#### [Exercise task A]
Extract the object pointing listing that follows the Green Climate Fund summary below, repeating each of its lines unchanged but without the pictures.

#### [Source document]
-- start --

Green Climate Fund

Document Summary: 

Organizational profile: The Green Climate Fund (GCF) is the world’s largest dedicated fund helping developing countries reduce their greenhouse gas emissions and enhance their ability to respond to climate change. It was set up by the United Nations Framework Convention on Climate Change (UNFCCC) in 2010. Since the approval of the first project funding in 2015, GCF has made rapid strides in building a portfolio of more than 100 projects. GCF invests in adaptation and mitigation activities in developing countries, managing a project portfolio that is implemented by its partner organisations, known as Accredited Entities. To achieve maximum impact, GCF seeks to catalyse funds, multiplying the effect of its initial financing by opening markets to new investments.

GCF aims for a 50:50 balance between mitigation and adaptation investments over time. Climate change mitigation interventions seek to reduce the release of greenhouse gas emissions, or to increase the capacity of carbon sinks. These may include projects and programmes that improve the efficiency of buildings and appliances, the adoption of cleaner sources of energy such as solar and wind, the introduction of more efficient and sustainable transportation, or the improved use of land and reforestation. The adaptation result areas for GCF-funded projects are: i) Most vulnerable people and communities, ii) health and well-being, and food and water security, iii) Infrastructure and built environment, and iv) ecosystems and ecosystem services. Certain GCF projects and programmes provide actions that may both reduce the amount of greenhouse gas emissions and allow vulnerable communities and populations to adapt to climate change. For instance, a forest management project may provide the climate mitigation benefit of increasing a forest's carbon sink capacity, while providing surrounding communities with a more stable water supply and additional livelihoods.

Beginning October 2017, GCF has started to pilot REDD+ results-based payments, consistent with the Warsaw Framework for REDD+ and other REDD+ decisions under the United Nations Framework Convention on Climate Change (UNFCCC). Creating and sustaining an enabling environment for REDD+ can involve forest governance reform, land use rights clarification and reform, and removal or creation of subsidies. GCF efforts towards meeting the potential from forest activities will need to be context specific.

Financing instrument: Loans, Grants, Guarantees, Equity, Results-based Payments

Project scale: Micro projects < 10 million; small projects: 10-50 million; medium projects: 50-250 million; large projects: > 250 millions

Applicable geographical regions/country groups: Global

Eligibility Criteria: GCF does not implement projects directly itself, but through partnerships with Accredited Entities. Accredited Entities comprise the core of GCF’s funding proposal cycle. They are responsible for presenting funding applications to GCF, and then overseeing, supervising, managing and monitoring the overall GCF-approved projects and programmes.

-- end --

#### [Object pointing dataset listing]
-- start --

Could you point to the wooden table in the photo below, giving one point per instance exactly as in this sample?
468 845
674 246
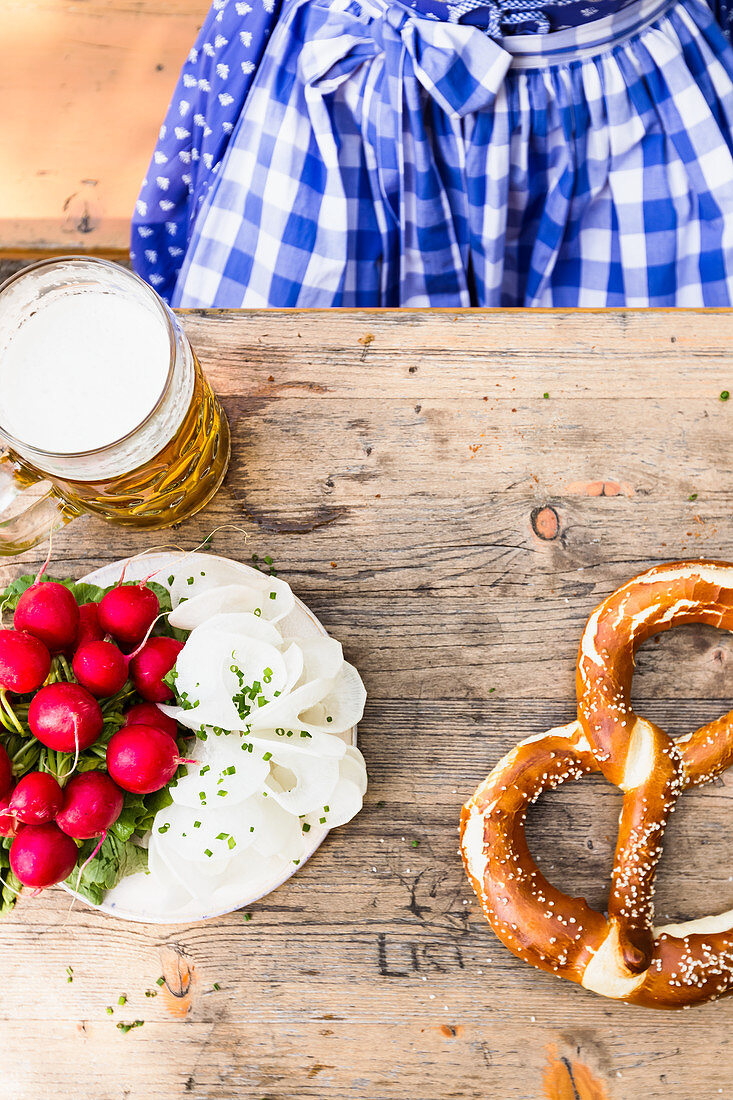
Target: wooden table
451 495
90 84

-- end --

#### [Exercise task B]
Copy the stretch of the Green Climate Fund summary above from "Beginning October 2017, GCF" through "be context specific.", word for word.

#### [Complete answer A]
Could you point to the wooden table in the photo below, giving one point per instance exactly as in this sample?
468 845
674 246
Target: wooden table
451 495
90 84

#### [Complete answer B]
Beginning October 2017, GCF has started to pilot REDD+ results-based payments, consistent with the Warsaw Framework for REDD+ and other REDD+ decisions under the United Nations Framework Convention on Climate Change (UNFCCC). Creating and sustaining an enabling environment for REDD+ can involve forest governance reform, land use rights clarification and reform, and removal or creation of subsidies. GCF efforts towards meeting the potential from forest activities will need to be context specific.